» **Vorliegender Textauszug**
━━━━━━━━━━━━━━━━━━━━━━━━━━━━━━

Herausforderungen und Maßnahmen zum Thema Arbeitsmarkt als Schwerpunkte einer Agenda-Austria Veranstaltung mit AMS-Vorstand Johannes Kopf. Die Agenda-Austria übermittelte economy die wichtigsten Passagen und wir veröffentlichen diese im zur Verfügung gestellten Originalwortlaut und unterteilt nach einzelnen Themenblöcken.

(Christian Czaak) Vor wenigen Jahren glänzte Österreich mit einer der niedrigsten Arbeitslosenquoten innerhalb der EU. Aktuell belegt das Land trotz guter Konjunktur nun den zehnten Platz unter 28 EU-Ländern. Ab 2019 nutzt das Arbeits-Markt-Service Österreich (AMS) nun auch Künstliche Intelligenz in Form softwaregestützter Algorithmen zur Vermittlung von Arbeitssuchenden.
Bei der Agenda-Austria Veranstaltung erörtert Johannes Kopf Ursachen und Entwicklung der Arbeitslosenquote, ortet Qualifikation und Region als entscheidende Parameter und erläutert sowohl technologische Innovationen wie auch grundsätzliche fundamentale Probleme.

━━━━━━━━━━━━━━━━━━━━━━━━━━━━━━

» **Bereitgestelltes Material**
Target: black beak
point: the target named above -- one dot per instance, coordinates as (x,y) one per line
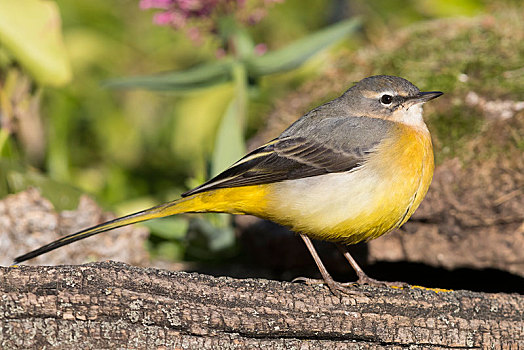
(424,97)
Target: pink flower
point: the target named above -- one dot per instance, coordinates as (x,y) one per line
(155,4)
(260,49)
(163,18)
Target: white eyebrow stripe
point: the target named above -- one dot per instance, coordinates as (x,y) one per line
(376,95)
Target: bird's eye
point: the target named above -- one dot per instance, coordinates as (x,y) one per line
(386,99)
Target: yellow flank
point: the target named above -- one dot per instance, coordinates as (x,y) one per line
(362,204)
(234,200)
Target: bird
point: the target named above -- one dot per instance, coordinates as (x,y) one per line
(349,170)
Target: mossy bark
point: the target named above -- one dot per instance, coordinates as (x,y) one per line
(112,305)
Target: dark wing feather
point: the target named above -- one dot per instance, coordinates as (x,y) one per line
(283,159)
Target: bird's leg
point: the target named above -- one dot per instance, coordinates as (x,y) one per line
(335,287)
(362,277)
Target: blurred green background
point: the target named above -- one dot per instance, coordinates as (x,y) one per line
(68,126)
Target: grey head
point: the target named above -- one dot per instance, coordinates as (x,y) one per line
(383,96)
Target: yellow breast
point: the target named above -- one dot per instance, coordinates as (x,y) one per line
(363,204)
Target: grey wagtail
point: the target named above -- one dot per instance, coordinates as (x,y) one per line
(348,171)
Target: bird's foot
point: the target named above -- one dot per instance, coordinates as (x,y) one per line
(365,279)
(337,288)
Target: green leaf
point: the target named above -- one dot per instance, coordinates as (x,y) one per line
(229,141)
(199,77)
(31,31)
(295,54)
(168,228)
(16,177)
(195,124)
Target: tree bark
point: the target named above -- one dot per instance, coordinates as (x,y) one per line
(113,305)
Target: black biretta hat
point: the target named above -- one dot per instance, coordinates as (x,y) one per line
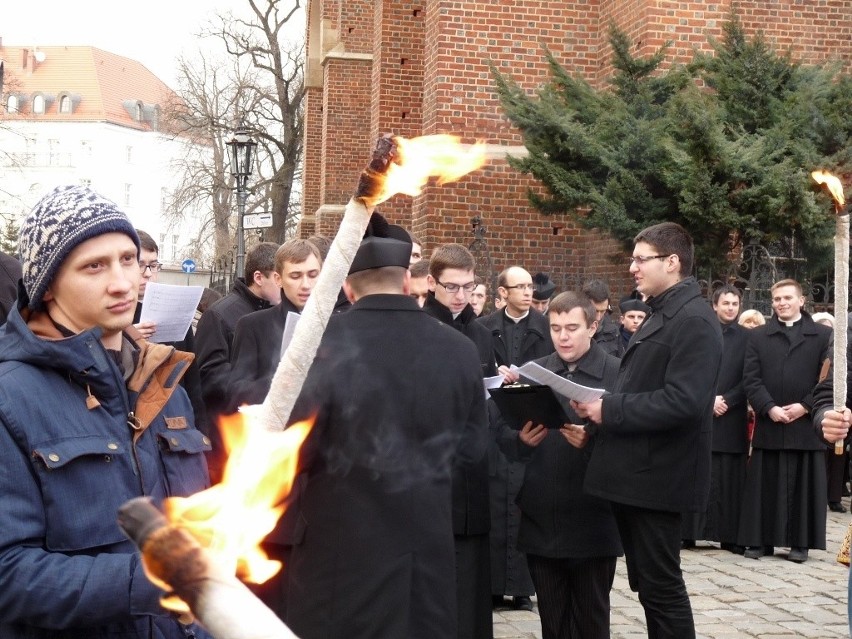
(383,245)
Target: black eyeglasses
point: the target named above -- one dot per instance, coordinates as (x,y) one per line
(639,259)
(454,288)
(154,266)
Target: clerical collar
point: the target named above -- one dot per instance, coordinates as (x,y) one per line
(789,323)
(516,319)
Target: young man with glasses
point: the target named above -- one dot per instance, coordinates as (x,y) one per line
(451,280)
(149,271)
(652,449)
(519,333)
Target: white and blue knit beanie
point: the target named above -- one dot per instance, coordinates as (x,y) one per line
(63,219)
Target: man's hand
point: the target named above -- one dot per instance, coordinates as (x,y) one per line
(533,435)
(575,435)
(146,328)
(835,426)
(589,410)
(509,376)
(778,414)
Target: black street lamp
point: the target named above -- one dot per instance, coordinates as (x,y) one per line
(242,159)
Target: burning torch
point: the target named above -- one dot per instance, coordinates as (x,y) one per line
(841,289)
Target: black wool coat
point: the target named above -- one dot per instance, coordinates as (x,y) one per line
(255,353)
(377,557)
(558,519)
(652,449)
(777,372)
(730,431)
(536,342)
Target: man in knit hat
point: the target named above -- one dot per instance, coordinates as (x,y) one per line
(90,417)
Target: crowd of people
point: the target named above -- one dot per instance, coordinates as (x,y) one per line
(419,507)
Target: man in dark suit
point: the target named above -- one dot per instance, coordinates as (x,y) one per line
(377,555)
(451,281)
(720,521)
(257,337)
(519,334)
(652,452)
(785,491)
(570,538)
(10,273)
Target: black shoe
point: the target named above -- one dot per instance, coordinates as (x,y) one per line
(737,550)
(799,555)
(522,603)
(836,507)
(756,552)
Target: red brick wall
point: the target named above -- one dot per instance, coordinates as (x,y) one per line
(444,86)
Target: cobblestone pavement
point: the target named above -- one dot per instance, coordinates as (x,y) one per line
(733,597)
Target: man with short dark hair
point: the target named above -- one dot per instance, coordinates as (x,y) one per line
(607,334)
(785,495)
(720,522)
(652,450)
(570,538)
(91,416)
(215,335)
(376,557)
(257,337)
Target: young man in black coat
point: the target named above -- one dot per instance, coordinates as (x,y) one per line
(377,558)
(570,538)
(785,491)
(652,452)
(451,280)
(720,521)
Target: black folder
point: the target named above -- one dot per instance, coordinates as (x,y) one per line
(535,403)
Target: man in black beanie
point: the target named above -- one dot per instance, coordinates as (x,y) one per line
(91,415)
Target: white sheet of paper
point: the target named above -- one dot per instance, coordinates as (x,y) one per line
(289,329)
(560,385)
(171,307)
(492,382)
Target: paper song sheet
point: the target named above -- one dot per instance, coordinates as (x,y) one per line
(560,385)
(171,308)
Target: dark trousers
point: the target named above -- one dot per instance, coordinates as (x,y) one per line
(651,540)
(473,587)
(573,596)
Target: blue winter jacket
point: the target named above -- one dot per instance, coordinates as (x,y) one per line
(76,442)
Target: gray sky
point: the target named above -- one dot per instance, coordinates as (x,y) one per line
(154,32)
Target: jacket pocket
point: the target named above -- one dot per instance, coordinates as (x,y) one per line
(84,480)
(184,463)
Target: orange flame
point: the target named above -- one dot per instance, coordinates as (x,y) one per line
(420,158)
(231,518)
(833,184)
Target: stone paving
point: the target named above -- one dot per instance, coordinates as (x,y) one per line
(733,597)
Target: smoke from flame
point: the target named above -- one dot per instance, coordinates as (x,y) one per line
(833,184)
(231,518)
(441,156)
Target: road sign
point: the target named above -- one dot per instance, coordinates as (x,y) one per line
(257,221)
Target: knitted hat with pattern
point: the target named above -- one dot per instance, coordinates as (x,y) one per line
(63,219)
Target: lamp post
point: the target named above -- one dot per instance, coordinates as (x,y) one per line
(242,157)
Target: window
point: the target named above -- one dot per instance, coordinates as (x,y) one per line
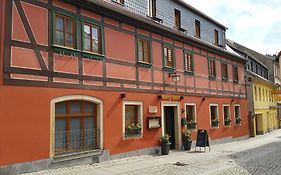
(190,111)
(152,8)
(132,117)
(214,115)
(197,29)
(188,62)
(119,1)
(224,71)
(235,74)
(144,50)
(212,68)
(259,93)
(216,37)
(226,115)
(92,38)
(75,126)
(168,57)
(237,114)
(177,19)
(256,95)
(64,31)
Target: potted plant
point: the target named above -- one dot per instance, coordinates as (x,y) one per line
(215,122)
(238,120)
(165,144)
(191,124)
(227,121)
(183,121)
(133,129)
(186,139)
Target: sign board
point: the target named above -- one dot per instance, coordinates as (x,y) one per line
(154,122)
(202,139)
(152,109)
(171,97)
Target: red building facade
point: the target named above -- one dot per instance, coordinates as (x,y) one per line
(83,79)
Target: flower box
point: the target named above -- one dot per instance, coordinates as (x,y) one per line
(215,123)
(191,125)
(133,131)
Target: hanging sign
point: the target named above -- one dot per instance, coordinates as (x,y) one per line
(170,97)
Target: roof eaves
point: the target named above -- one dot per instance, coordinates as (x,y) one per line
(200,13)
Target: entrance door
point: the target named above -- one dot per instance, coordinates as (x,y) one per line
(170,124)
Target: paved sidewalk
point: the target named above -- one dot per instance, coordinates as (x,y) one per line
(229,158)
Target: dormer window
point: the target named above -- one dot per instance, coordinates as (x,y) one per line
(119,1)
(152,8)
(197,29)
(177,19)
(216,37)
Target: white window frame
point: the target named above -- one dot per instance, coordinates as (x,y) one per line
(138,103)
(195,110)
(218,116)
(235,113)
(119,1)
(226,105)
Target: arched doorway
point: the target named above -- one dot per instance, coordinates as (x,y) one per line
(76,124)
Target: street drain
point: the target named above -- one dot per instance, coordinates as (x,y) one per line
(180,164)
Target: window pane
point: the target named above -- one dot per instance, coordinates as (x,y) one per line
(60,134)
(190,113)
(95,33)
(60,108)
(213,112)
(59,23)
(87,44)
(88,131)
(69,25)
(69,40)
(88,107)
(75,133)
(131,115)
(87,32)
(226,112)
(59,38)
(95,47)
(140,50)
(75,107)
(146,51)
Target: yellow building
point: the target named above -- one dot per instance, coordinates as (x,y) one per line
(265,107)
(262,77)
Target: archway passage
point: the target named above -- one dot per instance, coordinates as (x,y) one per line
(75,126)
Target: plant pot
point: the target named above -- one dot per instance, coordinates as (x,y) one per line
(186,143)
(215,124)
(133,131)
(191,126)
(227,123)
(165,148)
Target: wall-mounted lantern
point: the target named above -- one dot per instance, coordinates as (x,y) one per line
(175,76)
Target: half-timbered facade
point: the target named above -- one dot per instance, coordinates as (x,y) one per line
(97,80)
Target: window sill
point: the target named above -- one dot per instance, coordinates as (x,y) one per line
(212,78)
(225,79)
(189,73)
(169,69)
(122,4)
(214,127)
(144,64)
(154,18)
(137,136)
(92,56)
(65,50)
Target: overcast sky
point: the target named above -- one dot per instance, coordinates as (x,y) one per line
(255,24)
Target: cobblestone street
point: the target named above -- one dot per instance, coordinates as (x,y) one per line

━━━━━━━━━━━━━━━━━━━━━━━━━━━━━━

» **Ziel der Aufgabe**
Gib aus dem Text über den Arbeitsmarkt die Stelle zwischen „(Christian Czaak) Vor“ und „Vermittlung von Arbeitssuchenden.“, beide eingeschlossen, wortgetreu wieder. Die Auflistung stammt aus einer anderen Quelle.

» **Lösung**
(Christian Czaak) Vor wenigen Jahren glänzte Österreich mit einer der niedrigsten Arbeitslosenquoten innerhalb der EU. Aktuell belegt das Land trotz guter Konjunktur nun den zehnten Platz unter 28 EU-Ländern. Ab 2019 nutzt das Arbeits-Markt-Service Österreich (AMS) nun auch Künstliche Intelligenz in Form softwaregestützter Algorithmen zur Vermittlung von Arbeitssuchenden.